*What you should do*: Shift the entries from the line that contains "turbine and record the pixel coordinates." down through the line that contains "turbine blade and record the pixel coordinates." by adding 149 to every coordinate number. Then write out that whole stretch again, text lines included, and leave the pictures out.

*Input data*:
==============================

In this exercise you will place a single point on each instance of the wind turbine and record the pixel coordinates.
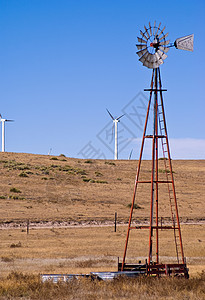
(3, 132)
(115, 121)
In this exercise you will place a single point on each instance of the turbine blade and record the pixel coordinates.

==============================

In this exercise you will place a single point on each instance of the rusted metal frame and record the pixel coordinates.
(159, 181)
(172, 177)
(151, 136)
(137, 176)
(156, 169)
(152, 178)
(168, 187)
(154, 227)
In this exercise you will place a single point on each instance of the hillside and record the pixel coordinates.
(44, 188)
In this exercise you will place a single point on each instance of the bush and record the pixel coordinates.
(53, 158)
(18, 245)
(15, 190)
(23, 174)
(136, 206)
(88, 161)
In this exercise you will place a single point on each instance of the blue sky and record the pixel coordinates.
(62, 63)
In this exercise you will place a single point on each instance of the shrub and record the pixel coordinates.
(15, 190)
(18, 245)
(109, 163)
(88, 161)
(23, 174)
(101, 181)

==============================

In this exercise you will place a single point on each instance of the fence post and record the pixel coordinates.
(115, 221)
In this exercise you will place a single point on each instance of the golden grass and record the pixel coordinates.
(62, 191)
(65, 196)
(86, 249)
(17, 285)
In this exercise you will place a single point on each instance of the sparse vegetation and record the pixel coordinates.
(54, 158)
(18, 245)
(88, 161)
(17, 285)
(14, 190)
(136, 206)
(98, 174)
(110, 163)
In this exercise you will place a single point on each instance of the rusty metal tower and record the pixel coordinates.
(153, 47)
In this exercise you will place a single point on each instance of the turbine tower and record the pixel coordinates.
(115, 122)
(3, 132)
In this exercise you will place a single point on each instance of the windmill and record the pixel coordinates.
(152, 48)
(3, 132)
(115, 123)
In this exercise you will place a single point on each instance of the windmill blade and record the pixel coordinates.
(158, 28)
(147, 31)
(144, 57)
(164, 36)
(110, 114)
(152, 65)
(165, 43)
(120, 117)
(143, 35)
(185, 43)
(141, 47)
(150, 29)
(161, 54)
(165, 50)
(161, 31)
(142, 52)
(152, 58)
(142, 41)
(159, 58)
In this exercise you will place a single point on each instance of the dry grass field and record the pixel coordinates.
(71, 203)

==============================

*Final result*:
In this exercise you will place a single point on each instance of the wind turbine and record the pixel coordinates.
(152, 281)
(264, 270)
In this exercise you will place a single point on each instance of the turbine blade and record the pixel coordinates.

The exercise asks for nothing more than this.